WHAT IS REQUIRED –
Echo, word for word, the stretch of the Gorr blog post from "Saturday, October 31, 2015" through "giant golden gorilla?".

Start of DOCUMENT TEXT

Saturday, October 31, 2015

GORR!!

Have I ever mentioned that the second issue of the Fantastic Four that I ever purchased for myself featured them fighting a giant golden gorilla?

See, Gorr's spaceship crashed in Central Park, and, well, he had a bad reaction to earth's atmosphere because comics:


And then he did the whole King Kong bit...which I'm sure had absolutely nothing to do with a brand new King Kong film coming to theaters soon...

So, yeah, it was George Perez drawing the FF fighting a giant (golden) gorilla:


Well, Sue's force field cut off whatever made him big and fighty...

...and he revealed wy he had come to Earth and sought out Reed Richards and company:

Yeah, I was hooked.

See, the High Evolutionary "created" Gorr, and sent him to Earth, so he could bring back help to fight off Galactus.

And not only was Gorr super-evolved and intelligent and talkative...

He was hella strong.

And he had clothes:

...and Perez drew a great talking golden gorilla...

End of DOCUMENT TEXT
Start of DATASET ENTRIES

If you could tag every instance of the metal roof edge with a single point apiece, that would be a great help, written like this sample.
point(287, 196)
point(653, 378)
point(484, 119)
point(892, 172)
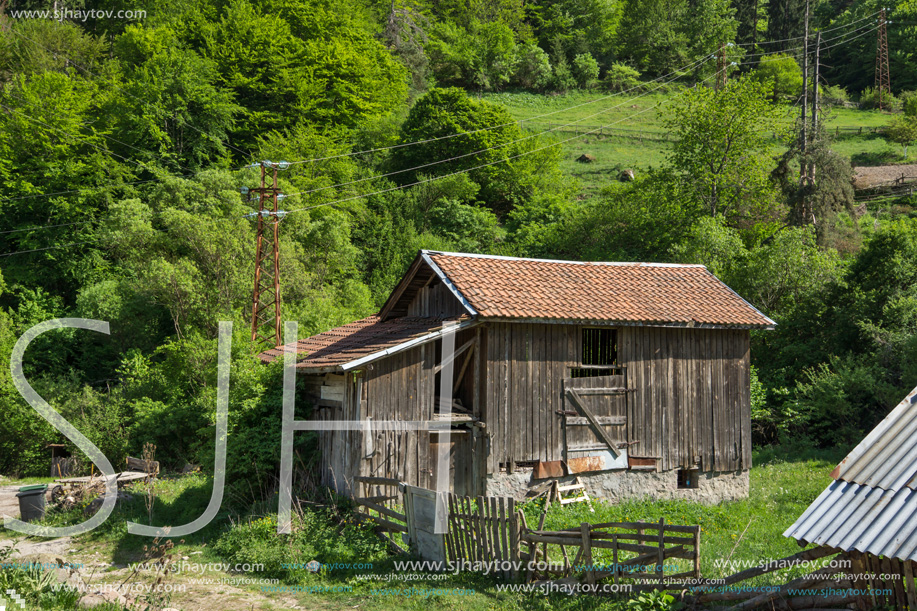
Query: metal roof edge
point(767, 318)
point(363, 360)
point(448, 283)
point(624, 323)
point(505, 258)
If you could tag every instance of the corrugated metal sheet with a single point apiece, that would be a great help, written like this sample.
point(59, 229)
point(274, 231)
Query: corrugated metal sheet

End of DATASET ENTRIES

THE ANSWER –
Saturday, October 31, 2015

GORR!!

Have I ever mentioned that the second issue of the Fantastic Four that I ever purchased for myself featured them fighting a giant golden gorilla?